--- Start Data for this exercise ---

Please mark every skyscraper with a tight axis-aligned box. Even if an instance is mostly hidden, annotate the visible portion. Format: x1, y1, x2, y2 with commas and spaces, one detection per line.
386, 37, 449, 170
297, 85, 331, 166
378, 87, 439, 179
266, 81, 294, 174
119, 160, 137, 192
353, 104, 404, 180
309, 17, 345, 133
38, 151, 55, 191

--- End Data for this exercise ---

→ **Set task**: Write all the rows out again, the request included, and scale every bounding-box coordinate in the answers by 0.85, rounding each result to a whole number with halves rounded up.

→ **Task solution**:
Please mark every skyscraper with a tight axis-aligned box. Even if an instance is mostly hidden, annotate the visible portion. Format: x1, y1, x2, y2 with commas and spaces, one detection per line.
328, 31, 382, 145
252, 72, 281, 141
321, 74, 373, 152
226, 69, 250, 148
101, 136, 116, 163
300, 88, 343, 153
263, 14, 293, 113
32, 128, 47, 162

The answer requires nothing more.